## Text section
__________
Goldbach conjectured that every even positive integer is the sum of at most
two prime numbers. We prove three of the most important results on the Goldbach conjecture: Shnirel'man's theorem that the primes are a basis of finite order,
Vinogradov's theorem that every sufficiently large odd number is the sum of three
primes, and Chen's theorem that every sufficently large even integer is the sum of
a prime and a number that is a product of at most two primes.
Many unsolved problems remain. The Goldbach conjecture has not been proved.
There is no proof of the conjecture that every sufficiently large integer is the sum
of four nonnegative cubes, nor can we obtain a good upper bound for the least
number s of nonnegative kth powers such that every sufficiently large integer
is the sum of s kth powers. It is possible that neither the circle method nor the
sieve method is powerful enough to solve these problems and that completely
new mathematical ideas will be necessary, but certainly there will be no progress
without an understanding of the classical methods.
The prerequisites for this book are undergraduate courses in number theory and
real analysis. The appendix contains some theorems about arithmetic functions
that are not necessarily part of a first course in elementary number theory. In a
few places (for example, Linnik's theorem on sums of seven cubes, Vinogradov's
theorem on sums of three primes, and Chen's theorem on sums of a prime and an
almost prime), we use results about the distribution of prime numbers in arithmetic
progressions. These results can be found in Davenport's Multiplicative Number
Theory [ 19].
__________
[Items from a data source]
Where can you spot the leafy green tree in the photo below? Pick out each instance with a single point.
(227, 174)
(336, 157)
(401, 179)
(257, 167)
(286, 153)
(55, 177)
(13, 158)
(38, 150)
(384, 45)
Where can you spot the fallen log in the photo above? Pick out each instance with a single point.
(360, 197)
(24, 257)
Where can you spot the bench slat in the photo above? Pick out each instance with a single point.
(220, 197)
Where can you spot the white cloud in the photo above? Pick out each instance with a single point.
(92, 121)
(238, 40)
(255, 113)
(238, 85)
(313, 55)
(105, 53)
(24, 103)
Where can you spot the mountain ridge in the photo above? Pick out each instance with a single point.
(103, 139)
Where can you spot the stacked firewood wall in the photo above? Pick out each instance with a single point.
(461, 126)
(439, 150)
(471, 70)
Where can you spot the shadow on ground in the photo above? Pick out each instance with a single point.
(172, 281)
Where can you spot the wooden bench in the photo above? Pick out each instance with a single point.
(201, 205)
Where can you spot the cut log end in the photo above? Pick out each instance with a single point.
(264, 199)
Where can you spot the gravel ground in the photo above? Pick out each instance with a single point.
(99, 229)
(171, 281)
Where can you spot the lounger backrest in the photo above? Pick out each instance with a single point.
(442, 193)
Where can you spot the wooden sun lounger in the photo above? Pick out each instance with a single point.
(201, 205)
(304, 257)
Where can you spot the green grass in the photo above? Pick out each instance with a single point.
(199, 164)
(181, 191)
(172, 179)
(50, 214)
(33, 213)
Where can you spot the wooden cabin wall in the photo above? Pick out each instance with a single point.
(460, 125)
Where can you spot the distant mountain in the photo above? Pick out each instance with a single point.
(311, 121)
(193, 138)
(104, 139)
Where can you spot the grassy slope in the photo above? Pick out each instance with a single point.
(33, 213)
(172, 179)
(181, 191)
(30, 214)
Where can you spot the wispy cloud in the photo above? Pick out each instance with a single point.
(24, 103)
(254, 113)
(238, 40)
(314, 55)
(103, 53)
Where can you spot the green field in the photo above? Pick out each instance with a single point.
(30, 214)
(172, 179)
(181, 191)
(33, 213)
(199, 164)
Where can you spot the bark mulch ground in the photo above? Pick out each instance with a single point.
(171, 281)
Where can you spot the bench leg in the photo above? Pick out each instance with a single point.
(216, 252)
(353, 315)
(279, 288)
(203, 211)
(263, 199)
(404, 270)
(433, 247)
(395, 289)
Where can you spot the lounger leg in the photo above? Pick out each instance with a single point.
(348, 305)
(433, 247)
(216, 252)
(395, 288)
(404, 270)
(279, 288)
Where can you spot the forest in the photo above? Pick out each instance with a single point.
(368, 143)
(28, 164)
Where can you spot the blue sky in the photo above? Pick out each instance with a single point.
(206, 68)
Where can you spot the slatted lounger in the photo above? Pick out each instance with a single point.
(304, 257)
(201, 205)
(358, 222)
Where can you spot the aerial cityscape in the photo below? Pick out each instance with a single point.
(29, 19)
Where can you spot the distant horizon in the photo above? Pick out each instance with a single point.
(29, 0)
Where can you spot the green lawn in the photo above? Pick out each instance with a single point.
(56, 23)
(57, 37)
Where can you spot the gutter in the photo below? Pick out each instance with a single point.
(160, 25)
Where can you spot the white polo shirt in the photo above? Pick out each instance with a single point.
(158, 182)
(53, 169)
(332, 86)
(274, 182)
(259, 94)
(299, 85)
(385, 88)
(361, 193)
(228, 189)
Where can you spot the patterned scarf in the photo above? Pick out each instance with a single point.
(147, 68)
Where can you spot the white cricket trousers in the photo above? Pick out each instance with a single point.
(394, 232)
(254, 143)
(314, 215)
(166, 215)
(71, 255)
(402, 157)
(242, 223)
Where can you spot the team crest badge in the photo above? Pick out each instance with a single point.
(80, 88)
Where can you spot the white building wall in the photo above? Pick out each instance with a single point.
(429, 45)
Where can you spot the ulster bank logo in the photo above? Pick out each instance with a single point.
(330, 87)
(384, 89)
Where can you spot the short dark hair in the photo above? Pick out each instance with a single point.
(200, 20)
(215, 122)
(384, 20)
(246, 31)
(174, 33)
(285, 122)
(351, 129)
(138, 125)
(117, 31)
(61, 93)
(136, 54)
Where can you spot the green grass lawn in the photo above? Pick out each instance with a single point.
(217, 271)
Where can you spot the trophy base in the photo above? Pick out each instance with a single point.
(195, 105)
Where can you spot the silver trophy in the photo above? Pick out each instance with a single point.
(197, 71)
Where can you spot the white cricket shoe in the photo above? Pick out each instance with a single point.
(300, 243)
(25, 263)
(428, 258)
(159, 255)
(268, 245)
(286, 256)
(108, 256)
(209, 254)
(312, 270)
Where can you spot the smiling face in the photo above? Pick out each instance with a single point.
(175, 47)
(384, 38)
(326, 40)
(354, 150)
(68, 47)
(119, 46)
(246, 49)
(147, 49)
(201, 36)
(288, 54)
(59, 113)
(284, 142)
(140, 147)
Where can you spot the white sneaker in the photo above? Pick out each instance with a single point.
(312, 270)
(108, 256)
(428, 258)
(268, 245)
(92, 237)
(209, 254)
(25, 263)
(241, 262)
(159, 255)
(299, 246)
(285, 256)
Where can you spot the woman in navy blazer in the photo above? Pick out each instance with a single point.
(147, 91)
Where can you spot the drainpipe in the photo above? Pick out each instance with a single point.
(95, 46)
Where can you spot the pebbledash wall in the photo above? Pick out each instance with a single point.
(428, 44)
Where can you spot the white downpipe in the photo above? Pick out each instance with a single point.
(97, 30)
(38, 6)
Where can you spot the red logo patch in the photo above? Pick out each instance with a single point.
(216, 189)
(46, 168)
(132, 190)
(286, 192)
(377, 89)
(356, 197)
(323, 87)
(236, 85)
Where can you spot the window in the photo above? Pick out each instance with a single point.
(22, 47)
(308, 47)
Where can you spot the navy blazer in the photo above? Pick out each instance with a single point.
__________
## Instruction 1
Name every theorem that the Goldbach excerpt attributes to a specific person.
## Instruction 2
What courses does the Goldbach excerpt give as prerequisites for the book?
## Instruction 3
The Goldbach excerpt allows that the circle method and the sieve method may not be powerful enough to solve the open problems. Explain why it still treats these classical methods as essential.

## Task solution 1
Shnirel'man's theorem, Vinogradov's theorem, Chen's theorem, Linnik's theorem

## Task solution 2
Undergraduate courses in number theory and real analysis.

## Task solution 3
Completely new mathematical ideas may turn out to be necessary. Even so, there will certainly be no progress without an understanding of the classical methods.